──────── Text section

Tuesday, January 19, 2010

Time for a New Freezer?

Our freezer is nearly thirty years old. It still works well but we have been made to feel anxious by claims that modern freezers are so much more economical.

Yesterday I saw exactly what we needed in Farmers' sale. It would fit in the same space and do the same job. It boasted the usual coloured sticker on the front indicating what its power usage would be in a year. Now that was interesting…

Some time ago I blew $25 on a power meter. I’ve had it hooked up to the old freezer for a few days and I’ve found that it actually uses much less electricity than the same size new model.

I expect the difference is because the new one will be frost-free and is more environmentally sympathetic. But on grounds of just doing the job and power usage, the old one will probably stay there for a bit longer.

That’s what Local Shared Ministry is all about in a small congregation - achieving what needs to be done in mission and ministry for an affordable cost in talents and available resources.

Where are the words

Looking at Marco Dormino's dramatic rescue photo I am reminded that I haven't put up a post on the Haiti disaster. I suppose that the enormity of this level of human suffering is impossible to respond to adequately with just words.

Certainly the tragedy has been on our minds. Helen drew us into it in some well-chosen words in the intercession on Sunday morning.

From our plenty, we will try to give generously and sacrificially to the needy and those who are making supreme efforts to support them. It may be enough or it may not. But we and many from the whole human family will do what we can.
And we who live in the "shaky isles" may perhaps say to ourselves, "There, but for the grace of God, go I". It's not good theology, of course, but perhaps it's a reminder of our frailty in the face of nature.

────────────────

# Instructions
**A)** Write out the blog post word for word from "Tuesday, January 19, 2010" up to and including "much more economical.".
**B)** Translate this sentence from the blog post into Spanish: "Some time ago I blew $25 on a power meter."

──────── Items

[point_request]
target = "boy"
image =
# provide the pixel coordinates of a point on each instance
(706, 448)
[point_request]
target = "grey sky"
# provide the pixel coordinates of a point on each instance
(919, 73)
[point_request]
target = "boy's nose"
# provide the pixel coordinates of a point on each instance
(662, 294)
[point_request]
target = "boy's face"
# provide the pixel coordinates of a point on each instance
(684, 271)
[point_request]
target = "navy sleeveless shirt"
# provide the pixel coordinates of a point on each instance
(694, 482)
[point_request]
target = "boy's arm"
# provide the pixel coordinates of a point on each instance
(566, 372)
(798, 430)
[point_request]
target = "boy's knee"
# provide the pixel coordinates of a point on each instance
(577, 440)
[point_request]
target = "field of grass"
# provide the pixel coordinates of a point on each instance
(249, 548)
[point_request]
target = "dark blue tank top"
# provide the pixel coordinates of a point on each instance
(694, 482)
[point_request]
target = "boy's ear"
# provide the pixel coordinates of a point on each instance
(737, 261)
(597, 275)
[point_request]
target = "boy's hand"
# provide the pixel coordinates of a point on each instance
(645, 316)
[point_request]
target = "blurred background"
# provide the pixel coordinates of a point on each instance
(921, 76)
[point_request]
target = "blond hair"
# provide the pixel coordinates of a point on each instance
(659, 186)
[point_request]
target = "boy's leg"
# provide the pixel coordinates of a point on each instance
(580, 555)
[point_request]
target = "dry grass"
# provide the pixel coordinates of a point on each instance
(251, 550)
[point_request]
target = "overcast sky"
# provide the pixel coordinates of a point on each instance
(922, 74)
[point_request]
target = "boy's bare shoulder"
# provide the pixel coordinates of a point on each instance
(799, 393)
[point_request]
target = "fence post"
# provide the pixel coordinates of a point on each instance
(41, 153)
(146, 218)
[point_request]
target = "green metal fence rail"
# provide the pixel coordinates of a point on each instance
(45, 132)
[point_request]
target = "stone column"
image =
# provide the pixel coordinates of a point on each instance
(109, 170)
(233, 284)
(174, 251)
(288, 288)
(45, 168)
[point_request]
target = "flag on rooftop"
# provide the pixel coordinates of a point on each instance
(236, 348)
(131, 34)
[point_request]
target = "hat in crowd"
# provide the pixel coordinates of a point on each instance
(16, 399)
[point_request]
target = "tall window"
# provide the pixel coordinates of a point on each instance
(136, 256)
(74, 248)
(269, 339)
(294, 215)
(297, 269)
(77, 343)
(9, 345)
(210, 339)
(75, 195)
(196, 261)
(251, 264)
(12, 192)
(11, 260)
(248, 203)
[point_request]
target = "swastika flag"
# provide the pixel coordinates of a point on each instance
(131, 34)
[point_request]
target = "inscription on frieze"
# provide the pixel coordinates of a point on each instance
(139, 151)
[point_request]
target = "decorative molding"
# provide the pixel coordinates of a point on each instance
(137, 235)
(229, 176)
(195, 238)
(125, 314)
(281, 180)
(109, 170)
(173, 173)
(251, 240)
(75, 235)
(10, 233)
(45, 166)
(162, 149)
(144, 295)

────────────────

# Task solutions
**A)**
Tuesday, January 19, 2010

Time for a New Freezer?

Our freezer is nearly thirty years old. It still works well but we have been made to feel anxious by claims that modern freezers are so much more economical.

**B)** Hace algún tiempo me gasté 25 dólares en un medidor de consumo eléctrico.